## WHAT THE TASK REQUIRES
Below are entries; copy exactly the lines from the one with "Query: backpack strap" through the one with "blue sneaker, one", both included, and leave out the rest.

DATA FOR PROCESSING section start

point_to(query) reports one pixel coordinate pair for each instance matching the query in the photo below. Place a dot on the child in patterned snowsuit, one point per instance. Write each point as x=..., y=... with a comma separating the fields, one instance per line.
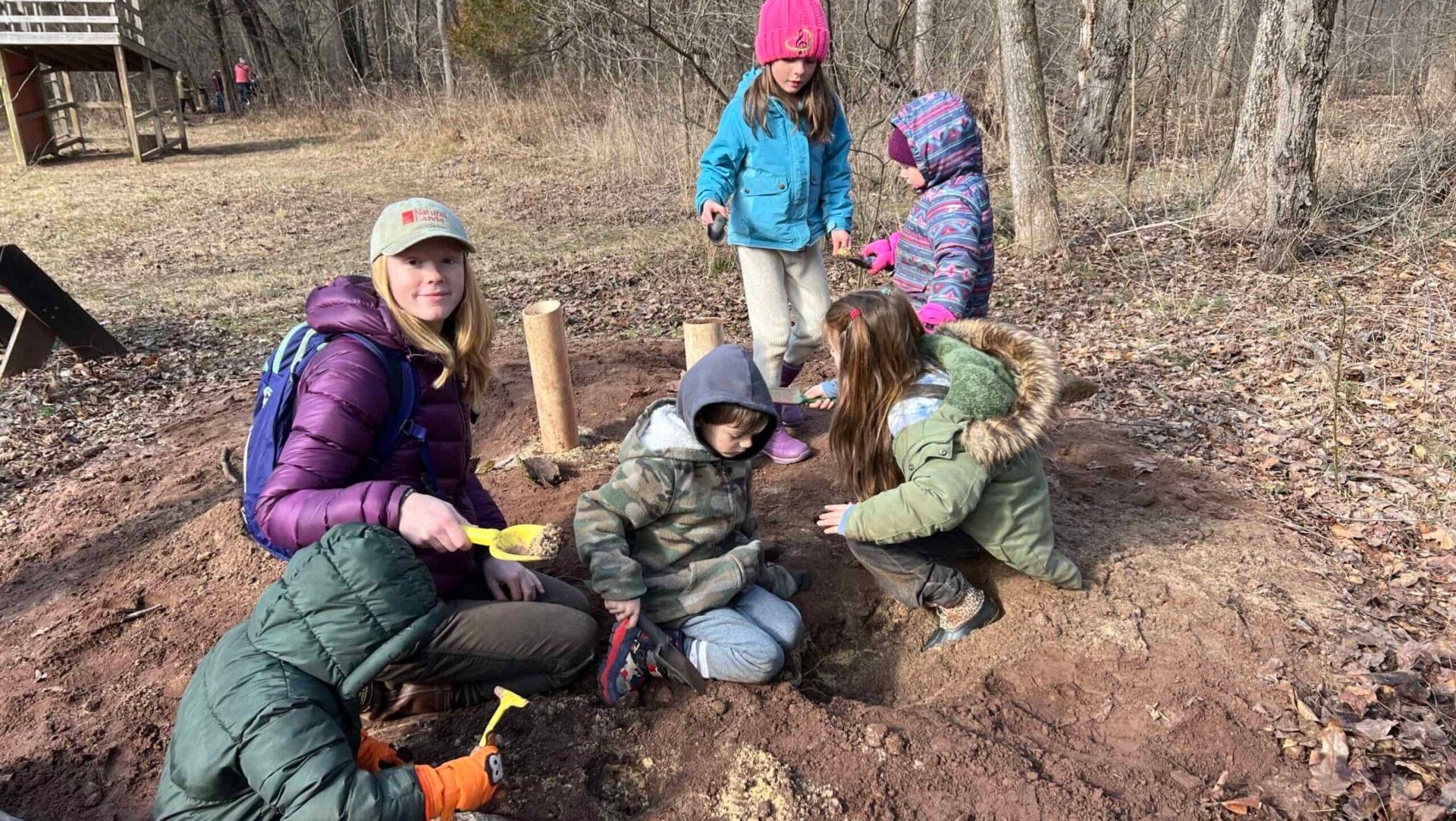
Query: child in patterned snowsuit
x=944, y=256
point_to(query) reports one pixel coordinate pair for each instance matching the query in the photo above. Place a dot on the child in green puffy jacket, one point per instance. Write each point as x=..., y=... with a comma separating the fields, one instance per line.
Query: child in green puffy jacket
x=938, y=436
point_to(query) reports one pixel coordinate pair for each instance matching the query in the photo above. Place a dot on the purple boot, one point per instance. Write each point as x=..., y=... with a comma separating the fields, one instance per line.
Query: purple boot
x=791, y=415
x=785, y=448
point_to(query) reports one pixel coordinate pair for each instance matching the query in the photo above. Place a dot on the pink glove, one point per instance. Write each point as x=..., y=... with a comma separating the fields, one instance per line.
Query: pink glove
x=883, y=250
x=932, y=316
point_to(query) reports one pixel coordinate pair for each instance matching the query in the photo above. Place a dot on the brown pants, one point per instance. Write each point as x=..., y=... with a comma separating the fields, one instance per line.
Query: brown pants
x=912, y=571
x=528, y=646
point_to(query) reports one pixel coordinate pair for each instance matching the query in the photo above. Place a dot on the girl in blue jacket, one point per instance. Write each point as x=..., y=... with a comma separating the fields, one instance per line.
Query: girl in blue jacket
x=781, y=158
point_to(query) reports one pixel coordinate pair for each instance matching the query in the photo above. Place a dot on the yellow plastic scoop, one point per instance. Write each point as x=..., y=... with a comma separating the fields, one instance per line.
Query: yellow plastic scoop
x=511, y=543
x=507, y=702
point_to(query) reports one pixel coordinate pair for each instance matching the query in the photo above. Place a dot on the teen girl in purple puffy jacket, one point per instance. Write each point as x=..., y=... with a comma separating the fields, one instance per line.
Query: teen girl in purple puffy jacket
x=504, y=624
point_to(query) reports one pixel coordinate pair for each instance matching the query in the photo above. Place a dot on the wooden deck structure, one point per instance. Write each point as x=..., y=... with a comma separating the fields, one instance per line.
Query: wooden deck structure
x=42, y=44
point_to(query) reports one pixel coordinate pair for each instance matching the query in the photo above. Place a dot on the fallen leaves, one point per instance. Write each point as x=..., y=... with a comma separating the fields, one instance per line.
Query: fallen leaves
x=1357, y=699
x=1375, y=730
x=1242, y=805
x=1438, y=536
x=1329, y=765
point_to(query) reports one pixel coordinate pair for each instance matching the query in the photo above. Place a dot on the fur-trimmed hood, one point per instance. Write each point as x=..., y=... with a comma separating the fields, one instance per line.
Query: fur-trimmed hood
x=1001, y=429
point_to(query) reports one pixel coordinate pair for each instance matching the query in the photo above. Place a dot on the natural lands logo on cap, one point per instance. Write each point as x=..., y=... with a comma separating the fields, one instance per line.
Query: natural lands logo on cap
x=422, y=215
x=801, y=42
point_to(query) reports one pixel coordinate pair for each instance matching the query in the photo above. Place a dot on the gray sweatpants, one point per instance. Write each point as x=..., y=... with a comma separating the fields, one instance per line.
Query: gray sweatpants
x=745, y=641
x=774, y=282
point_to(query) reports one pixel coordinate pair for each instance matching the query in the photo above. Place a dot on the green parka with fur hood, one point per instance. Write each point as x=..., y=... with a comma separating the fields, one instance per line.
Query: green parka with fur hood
x=974, y=462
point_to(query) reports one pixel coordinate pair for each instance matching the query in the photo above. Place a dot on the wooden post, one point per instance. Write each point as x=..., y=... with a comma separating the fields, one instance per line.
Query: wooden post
x=30, y=345
x=156, y=112
x=127, y=111
x=701, y=335
x=551, y=374
x=9, y=109
x=74, y=112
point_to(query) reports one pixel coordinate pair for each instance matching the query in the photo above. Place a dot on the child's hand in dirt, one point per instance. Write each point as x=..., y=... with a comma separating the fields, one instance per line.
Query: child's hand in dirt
x=711, y=212
x=510, y=581
x=427, y=521
x=625, y=610
x=820, y=402
x=830, y=518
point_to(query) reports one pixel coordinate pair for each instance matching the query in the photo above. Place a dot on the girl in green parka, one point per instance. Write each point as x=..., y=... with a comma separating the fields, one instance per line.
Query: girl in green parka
x=938, y=436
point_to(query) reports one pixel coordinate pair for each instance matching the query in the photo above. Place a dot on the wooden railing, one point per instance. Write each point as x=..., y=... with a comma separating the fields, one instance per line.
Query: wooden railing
x=73, y=17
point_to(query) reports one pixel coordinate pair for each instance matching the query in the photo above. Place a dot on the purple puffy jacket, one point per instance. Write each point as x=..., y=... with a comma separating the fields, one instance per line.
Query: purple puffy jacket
x=341, y=402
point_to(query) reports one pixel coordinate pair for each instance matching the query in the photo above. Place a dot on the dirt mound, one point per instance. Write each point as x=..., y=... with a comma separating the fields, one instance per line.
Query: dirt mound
x=1145, y=696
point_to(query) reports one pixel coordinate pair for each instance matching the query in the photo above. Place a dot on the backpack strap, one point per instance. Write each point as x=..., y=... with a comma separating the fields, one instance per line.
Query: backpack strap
x=403, y=402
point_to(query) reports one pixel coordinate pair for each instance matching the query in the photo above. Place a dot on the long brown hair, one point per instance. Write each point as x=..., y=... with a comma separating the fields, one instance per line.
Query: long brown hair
x=877, y=335
x=465, y=341
x=817, y=98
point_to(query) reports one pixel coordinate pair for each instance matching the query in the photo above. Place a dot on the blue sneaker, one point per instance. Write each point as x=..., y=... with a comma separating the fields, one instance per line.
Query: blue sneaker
x=631, y=657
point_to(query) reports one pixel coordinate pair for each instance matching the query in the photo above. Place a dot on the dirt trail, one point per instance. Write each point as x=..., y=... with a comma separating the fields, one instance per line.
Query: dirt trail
x=1128, y=700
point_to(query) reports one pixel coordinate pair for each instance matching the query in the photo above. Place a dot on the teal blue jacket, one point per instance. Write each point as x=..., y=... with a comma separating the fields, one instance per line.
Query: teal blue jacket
x=785, y=190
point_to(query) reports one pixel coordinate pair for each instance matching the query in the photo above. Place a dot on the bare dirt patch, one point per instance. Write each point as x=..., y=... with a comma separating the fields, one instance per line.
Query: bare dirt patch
x=1128, y=700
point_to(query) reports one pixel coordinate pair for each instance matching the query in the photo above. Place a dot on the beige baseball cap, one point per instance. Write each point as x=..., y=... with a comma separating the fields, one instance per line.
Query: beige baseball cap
x=414, y=220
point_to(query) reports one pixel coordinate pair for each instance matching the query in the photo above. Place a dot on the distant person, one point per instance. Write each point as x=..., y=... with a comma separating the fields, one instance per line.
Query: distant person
x=944, y=256
x=268, y=727
x=187, y=93
x=938, y=436
x=673, y=537
x=243, y=77
x=344, y=461
x=781, y=159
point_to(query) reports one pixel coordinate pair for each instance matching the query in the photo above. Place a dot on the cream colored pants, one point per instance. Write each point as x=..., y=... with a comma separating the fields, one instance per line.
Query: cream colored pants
x=774, y=282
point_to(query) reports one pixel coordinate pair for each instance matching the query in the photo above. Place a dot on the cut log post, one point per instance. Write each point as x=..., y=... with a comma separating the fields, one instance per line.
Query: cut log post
x=551, y=374
x=701, y=335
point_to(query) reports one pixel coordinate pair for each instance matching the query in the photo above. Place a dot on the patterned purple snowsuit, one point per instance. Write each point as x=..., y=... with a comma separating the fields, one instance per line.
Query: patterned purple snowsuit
x=946, y=252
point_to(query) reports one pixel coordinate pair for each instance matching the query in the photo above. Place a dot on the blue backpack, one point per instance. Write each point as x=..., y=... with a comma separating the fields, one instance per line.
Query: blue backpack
x=273, y=417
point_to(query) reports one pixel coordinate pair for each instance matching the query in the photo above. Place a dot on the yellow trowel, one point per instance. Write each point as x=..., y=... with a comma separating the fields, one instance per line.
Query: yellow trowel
x=507, y=702
x=510, y=543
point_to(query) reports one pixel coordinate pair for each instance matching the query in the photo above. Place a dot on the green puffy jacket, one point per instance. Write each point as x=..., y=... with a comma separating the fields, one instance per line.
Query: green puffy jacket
x=974, y=464
x=268, y=725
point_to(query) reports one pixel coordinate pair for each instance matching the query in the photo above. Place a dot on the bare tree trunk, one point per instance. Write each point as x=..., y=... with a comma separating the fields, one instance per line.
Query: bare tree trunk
x=386, y=11
x=1222, y=83
x=354, y=49
x=1440, y=82
x=444, y=47
x=1308, y=31
x=924, y=42
x=1241, y=187
x=1033, y=185
x=1104, y=71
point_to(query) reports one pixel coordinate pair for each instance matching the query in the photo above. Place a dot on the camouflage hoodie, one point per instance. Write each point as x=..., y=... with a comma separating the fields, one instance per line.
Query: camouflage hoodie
x=674, y=524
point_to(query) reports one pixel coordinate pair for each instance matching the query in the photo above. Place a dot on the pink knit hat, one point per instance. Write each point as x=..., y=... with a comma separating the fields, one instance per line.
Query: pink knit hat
x=789, y=30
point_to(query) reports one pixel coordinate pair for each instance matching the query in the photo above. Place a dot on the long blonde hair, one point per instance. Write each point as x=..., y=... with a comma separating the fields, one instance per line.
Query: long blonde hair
x=878, y=339
x=819, y=101
x=465, y=341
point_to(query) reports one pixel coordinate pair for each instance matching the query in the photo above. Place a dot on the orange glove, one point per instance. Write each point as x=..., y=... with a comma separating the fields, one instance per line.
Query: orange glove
x=373, y=754
x=463, y=784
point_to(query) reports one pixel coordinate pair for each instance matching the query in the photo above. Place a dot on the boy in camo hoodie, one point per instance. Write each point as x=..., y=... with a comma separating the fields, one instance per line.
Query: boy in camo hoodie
x=673, y=536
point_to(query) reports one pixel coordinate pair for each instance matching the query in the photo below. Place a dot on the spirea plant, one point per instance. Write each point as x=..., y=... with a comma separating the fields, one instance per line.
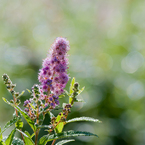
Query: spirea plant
x=44, y=98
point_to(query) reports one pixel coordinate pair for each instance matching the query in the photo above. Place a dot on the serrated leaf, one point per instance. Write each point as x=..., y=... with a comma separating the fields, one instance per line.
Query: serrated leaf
x=66, y=92
x=21, y=132
x=29, y=121
x=72, y=85
x=64, y=141
x=2, y=143
x=81, y=90
x=10, y=137
x=16, y=141
x=46, y=138
x=83, y=119
x=60, y=126
x=19, y=124
x=21, y=94
x=29, y=91
x=28, y=140
x=61, y=96
x=79, y=100
x=9, y=123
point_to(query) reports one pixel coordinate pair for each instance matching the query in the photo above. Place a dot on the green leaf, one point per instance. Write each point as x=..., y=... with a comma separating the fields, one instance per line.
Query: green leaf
x=51, y=114
x=21, y=94
x=61, y=96
x=19, y=124
x=1, y=137
x=44, y=126
x=81, y=90
x=32, y=135
x=10, y=123
x=29, y=91
x=16, y=141
x=21, y=132
x=28, y=140
x=60, y=126
x=72, y=85
x=46, y=138
x=2, y=143
x=29, y=121
x=78, y=100
x=64, y=141
x=10, y=137
x=83, y=119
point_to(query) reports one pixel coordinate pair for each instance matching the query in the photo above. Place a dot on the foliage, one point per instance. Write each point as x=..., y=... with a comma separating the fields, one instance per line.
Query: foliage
x=44, y=100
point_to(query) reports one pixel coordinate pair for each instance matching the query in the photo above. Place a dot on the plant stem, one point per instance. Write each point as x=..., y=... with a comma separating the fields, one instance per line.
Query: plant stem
x=17, y=116
x=36, y=136
x=53, y=142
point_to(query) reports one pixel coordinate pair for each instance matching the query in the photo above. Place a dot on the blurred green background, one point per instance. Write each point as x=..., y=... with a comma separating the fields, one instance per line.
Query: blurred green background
x=107, y=41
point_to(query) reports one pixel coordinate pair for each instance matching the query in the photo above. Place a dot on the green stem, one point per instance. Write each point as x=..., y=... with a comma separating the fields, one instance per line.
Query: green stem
x=36, y=136
x=53, y=142
x=17, y=116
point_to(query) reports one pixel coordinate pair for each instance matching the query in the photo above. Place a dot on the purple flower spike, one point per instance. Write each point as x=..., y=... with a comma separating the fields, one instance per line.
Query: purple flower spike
x=53, y=75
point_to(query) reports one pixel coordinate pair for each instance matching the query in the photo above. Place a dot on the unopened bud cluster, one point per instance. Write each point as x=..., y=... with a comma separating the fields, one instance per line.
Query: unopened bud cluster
x=10, y=87
x=53, y=76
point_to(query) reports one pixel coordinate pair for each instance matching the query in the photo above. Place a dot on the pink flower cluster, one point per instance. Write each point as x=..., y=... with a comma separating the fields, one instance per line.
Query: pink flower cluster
x=53, y=76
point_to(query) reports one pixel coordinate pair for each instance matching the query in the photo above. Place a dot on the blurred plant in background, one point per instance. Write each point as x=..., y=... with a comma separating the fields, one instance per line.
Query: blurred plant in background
x=107, y=38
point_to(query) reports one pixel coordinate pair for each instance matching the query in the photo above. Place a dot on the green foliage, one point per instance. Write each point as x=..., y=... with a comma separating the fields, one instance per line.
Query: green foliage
x=19, y=124
x=20, y=94
x=10, y=137
x=74, y=92
x=64, y=141
x=29, y=121
x=16, y=141
x=9, y=123
x=72, y=85
x=65, y=134
x=28, y=140
x=83, y=119
x=60, y=126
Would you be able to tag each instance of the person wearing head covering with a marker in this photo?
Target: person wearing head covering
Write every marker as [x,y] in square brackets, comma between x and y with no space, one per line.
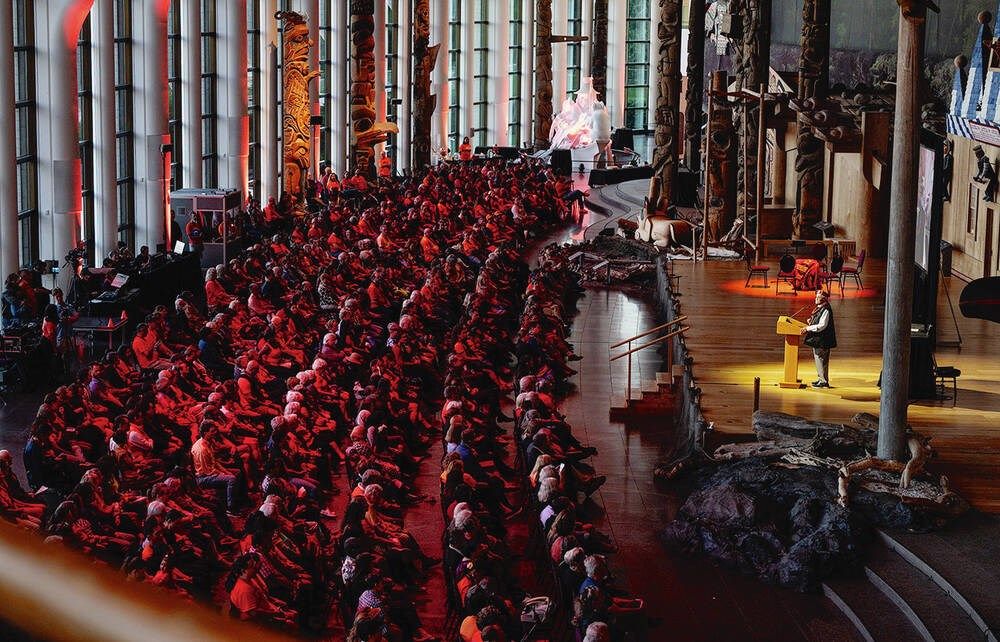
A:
[821,335]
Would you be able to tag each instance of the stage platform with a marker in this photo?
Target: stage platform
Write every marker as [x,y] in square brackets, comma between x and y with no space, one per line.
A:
[732,339]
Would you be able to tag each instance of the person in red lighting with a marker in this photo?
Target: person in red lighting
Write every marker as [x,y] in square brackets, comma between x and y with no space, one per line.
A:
[465,150]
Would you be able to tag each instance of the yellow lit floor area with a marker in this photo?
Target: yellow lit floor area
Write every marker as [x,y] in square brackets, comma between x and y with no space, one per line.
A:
[733,340]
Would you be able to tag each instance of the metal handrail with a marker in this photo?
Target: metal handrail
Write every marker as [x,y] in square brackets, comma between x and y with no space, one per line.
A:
[648,332]
[652,343]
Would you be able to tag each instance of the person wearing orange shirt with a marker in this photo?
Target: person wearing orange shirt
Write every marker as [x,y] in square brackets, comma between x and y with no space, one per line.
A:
[465,150]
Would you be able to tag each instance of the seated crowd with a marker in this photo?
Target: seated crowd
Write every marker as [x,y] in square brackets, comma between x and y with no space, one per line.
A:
[205,456]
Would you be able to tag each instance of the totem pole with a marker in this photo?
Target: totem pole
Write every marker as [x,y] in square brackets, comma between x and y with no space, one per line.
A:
[296,112]
[721,156]
[599,50]
[814,76]
[366,131]
[694,96]
[424,103]
[668,71]
[752,63]
[543,72]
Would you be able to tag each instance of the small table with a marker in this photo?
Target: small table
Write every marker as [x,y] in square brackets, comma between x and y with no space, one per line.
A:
[807,274]
[98,325]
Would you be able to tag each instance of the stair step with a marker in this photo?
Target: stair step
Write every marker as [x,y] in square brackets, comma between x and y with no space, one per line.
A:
[874,615]
[962,564]
[935,615]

DATA FOR PROCESSING section end

## EXERCISE OUTPUT
Query: backpack strap
x=403, y=402
point_to(query) reports one pixel coordinate pair for each instance matching the query in the photo above. Place a dot on the long brown hair, one point per instance. Write each point as x=..., y=... with a comma separating the fields, one instance per line.
Query: long brown hair
x=877, y=335
x=465, y=341
x=817, y=98
point_to(query) reports one pixel coordinate pair for each instance matching the query in the photo above. Place a dot on the blue sneaker, one point per instance. Write each point as x=..., y=... with a comma separating the fields, one instance per line.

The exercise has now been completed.